[begin DATA TO PROCESS]
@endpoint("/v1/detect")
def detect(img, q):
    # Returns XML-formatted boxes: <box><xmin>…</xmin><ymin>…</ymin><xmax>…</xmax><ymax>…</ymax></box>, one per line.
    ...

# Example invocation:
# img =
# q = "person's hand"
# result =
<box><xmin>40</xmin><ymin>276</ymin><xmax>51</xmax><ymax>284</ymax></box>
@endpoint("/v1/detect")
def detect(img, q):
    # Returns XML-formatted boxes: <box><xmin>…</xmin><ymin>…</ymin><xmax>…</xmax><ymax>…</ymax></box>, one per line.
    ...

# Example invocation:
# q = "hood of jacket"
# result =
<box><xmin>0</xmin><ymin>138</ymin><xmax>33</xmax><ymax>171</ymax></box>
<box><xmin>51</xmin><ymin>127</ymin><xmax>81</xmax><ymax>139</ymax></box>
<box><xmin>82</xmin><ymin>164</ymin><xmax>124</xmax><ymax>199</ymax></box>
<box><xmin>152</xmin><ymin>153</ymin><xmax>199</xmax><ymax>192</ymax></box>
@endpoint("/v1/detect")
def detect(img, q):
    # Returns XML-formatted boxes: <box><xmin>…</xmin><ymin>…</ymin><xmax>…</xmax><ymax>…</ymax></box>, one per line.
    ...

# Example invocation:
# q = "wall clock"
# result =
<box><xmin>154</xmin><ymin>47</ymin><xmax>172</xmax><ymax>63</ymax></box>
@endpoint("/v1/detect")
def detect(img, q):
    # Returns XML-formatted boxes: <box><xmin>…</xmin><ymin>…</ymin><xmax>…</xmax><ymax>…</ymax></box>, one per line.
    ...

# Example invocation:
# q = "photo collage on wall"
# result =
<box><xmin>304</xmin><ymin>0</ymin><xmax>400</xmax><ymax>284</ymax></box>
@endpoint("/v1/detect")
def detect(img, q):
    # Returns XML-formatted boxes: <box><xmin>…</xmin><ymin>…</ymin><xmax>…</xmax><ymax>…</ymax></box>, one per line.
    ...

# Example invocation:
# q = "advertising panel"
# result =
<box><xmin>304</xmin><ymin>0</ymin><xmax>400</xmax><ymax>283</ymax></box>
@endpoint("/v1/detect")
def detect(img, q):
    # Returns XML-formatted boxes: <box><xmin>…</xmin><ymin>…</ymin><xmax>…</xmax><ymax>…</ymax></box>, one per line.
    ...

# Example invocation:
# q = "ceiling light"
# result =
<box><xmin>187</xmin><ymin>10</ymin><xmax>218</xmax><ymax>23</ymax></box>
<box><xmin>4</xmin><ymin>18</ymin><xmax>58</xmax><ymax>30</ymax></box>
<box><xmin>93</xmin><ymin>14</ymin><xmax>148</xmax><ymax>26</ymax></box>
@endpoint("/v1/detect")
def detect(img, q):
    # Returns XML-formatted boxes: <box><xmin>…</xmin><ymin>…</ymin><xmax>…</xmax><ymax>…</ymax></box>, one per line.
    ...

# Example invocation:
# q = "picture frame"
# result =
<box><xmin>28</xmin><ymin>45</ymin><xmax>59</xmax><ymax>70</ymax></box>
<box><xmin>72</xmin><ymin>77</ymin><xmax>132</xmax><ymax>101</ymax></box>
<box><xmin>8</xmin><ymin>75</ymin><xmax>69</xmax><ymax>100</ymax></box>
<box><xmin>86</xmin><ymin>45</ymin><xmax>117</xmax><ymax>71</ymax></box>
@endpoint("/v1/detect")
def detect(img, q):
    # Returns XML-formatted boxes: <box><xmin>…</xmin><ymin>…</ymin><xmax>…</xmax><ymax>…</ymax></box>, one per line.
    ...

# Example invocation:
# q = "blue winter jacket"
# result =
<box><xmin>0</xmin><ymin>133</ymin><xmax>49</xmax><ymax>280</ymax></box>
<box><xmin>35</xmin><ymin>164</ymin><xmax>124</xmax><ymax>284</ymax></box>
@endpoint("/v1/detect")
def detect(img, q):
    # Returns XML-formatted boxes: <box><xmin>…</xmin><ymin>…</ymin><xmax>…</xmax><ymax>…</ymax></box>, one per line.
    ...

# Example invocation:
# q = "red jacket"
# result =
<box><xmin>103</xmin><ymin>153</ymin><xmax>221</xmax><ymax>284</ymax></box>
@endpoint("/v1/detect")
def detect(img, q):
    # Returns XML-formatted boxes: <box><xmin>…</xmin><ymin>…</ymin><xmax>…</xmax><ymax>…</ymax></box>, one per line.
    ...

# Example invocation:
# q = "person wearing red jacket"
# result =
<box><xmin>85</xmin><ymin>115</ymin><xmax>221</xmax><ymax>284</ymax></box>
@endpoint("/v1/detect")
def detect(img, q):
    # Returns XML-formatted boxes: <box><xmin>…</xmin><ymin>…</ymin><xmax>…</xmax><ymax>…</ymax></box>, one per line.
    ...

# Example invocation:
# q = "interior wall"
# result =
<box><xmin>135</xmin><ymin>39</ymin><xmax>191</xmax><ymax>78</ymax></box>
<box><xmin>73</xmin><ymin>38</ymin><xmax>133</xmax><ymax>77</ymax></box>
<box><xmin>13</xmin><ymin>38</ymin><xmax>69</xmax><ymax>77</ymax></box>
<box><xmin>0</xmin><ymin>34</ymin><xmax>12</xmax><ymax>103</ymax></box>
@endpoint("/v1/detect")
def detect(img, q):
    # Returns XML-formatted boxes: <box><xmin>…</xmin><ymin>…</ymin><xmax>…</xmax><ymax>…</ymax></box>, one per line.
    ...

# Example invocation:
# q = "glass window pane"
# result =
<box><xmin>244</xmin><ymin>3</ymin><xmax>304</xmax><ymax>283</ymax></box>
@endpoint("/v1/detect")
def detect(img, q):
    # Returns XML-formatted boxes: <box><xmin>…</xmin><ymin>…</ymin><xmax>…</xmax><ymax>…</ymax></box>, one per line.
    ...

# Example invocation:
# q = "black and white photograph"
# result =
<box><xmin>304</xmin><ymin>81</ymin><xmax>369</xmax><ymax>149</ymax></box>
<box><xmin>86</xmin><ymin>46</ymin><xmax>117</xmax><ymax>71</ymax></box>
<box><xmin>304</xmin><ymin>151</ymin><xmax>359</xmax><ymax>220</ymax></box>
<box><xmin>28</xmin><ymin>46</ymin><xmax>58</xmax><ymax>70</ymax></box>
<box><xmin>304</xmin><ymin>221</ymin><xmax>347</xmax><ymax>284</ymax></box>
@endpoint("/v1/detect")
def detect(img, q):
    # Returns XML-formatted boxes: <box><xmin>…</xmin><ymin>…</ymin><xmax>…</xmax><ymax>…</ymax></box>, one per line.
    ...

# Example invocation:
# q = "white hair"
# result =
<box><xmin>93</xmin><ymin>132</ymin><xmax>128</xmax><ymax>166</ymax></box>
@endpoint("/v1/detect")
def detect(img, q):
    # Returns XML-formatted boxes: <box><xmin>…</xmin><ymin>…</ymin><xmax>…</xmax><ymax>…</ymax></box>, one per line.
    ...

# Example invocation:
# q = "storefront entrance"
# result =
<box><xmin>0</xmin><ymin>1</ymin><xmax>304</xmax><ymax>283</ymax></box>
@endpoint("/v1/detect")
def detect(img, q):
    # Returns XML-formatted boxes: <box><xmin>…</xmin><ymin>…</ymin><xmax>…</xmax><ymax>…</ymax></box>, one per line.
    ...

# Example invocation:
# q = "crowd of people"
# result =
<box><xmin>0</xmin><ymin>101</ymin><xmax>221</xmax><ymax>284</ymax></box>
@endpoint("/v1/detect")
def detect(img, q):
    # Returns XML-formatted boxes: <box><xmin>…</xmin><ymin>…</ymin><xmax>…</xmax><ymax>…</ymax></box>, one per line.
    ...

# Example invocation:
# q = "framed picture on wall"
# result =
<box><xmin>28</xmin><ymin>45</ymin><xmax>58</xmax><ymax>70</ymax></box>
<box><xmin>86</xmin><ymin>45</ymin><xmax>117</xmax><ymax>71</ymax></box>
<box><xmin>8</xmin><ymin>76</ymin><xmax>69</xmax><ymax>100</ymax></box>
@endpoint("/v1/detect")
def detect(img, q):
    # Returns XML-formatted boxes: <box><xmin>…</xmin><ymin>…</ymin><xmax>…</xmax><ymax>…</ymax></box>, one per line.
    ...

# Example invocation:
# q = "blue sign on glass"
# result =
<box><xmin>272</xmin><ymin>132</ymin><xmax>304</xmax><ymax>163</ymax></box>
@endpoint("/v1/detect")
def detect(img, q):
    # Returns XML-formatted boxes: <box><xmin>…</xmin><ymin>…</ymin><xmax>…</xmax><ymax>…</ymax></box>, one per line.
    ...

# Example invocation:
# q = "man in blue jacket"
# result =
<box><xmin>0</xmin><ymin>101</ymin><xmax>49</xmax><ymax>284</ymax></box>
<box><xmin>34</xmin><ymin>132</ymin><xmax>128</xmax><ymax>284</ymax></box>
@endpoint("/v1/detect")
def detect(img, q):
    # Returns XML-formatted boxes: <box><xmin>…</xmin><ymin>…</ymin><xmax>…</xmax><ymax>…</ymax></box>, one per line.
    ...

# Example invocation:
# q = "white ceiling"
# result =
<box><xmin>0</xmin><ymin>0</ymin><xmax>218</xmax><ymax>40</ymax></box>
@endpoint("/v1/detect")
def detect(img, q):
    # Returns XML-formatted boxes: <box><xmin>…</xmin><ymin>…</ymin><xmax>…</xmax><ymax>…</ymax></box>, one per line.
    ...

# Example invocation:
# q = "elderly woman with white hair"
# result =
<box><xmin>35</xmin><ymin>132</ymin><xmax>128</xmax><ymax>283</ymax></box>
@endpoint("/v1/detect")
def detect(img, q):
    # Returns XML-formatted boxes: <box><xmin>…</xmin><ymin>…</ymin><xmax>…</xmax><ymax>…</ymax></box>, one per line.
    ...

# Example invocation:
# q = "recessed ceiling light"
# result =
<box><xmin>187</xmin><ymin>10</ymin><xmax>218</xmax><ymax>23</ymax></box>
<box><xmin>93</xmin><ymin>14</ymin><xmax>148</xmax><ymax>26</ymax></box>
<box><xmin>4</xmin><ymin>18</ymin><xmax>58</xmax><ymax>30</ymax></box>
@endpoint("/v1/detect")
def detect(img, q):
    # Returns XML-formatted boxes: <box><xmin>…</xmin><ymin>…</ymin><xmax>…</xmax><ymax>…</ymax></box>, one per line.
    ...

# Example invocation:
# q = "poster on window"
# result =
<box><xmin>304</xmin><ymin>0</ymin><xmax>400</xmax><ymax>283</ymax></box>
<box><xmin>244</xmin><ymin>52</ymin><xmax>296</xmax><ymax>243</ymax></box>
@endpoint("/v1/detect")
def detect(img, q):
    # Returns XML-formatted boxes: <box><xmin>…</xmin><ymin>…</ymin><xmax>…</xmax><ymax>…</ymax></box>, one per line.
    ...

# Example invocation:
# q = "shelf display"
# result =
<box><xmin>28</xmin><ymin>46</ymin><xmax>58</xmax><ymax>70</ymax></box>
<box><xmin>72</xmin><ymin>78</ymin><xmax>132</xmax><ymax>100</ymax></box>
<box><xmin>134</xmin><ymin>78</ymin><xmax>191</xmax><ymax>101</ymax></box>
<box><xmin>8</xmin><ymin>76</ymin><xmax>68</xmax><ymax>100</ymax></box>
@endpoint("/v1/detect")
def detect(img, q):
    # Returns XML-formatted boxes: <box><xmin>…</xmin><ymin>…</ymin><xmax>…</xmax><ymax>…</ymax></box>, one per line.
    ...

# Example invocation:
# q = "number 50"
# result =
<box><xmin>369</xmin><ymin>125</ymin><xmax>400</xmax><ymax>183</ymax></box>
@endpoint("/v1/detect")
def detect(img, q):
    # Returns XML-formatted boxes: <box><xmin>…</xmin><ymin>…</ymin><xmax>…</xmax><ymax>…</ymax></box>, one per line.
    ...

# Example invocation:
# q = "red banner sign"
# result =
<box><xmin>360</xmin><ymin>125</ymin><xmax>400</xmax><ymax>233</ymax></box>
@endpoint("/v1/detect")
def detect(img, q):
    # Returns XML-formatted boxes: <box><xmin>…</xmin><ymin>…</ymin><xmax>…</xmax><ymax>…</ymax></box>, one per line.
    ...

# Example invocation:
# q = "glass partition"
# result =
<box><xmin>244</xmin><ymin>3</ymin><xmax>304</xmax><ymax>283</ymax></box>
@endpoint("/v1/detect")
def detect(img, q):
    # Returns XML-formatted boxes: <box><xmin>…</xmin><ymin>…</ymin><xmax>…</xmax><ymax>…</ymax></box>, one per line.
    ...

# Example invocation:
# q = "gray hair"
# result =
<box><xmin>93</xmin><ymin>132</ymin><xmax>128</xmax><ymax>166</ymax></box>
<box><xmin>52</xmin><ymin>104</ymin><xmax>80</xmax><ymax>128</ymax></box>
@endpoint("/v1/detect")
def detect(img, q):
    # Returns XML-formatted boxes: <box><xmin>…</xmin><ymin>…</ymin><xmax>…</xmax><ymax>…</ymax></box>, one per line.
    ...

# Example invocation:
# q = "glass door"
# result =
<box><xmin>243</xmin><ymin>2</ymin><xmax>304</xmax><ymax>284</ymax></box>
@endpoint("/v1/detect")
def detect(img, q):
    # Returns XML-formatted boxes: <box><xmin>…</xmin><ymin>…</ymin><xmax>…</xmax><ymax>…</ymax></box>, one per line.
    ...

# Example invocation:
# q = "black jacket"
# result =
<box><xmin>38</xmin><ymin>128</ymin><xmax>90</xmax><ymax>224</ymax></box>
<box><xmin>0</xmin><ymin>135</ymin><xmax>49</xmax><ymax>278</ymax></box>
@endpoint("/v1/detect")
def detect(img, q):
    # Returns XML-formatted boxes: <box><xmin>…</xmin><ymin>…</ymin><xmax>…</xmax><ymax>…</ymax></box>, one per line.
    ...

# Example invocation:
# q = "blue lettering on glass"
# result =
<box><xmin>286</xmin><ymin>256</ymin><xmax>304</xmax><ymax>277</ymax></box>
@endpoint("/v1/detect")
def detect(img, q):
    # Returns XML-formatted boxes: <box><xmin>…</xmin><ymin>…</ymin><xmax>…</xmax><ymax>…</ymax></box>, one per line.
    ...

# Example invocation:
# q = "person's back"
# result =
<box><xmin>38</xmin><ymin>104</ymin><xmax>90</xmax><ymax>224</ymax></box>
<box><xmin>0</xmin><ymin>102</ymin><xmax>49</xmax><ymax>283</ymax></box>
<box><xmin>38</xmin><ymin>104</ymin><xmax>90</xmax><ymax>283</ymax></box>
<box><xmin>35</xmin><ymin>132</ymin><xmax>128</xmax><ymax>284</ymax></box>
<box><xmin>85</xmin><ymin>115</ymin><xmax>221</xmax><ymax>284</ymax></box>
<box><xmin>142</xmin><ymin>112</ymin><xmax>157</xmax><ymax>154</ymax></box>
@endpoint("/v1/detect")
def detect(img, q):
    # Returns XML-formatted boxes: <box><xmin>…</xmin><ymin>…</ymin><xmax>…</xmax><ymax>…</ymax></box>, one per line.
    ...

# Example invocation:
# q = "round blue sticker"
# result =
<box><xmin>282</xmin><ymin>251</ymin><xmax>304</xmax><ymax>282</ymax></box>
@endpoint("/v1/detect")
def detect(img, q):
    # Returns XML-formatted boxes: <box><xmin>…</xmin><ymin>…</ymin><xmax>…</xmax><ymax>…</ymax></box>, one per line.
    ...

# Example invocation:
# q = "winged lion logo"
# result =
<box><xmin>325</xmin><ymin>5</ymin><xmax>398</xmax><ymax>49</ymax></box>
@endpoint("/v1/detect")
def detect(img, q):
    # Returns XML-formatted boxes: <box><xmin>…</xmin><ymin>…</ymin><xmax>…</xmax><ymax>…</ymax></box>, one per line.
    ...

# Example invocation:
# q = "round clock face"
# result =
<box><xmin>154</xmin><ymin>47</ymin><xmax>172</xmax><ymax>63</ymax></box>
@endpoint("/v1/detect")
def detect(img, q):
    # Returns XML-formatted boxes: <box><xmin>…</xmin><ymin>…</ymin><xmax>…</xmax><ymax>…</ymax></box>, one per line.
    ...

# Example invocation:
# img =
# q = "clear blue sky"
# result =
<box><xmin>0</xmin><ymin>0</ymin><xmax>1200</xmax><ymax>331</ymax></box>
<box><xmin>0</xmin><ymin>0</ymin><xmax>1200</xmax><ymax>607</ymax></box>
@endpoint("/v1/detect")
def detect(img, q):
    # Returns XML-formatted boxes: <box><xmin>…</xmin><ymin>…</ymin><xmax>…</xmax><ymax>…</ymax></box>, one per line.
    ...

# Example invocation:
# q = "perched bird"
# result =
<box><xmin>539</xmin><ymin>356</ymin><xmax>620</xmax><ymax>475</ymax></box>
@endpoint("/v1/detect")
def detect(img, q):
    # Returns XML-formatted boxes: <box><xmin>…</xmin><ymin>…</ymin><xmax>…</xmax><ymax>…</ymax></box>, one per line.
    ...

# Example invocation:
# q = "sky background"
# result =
[end DATA TO PROCESS]
• _GOAL OF THE EXERCISE_
Identify every line in the rows above that contains the string "ceiling", and copy each of those lines.

• _EXPECTED ANSWER_
# q = "ceiling light"
# q = "white ceiling"
# q = "recessed ceiling light"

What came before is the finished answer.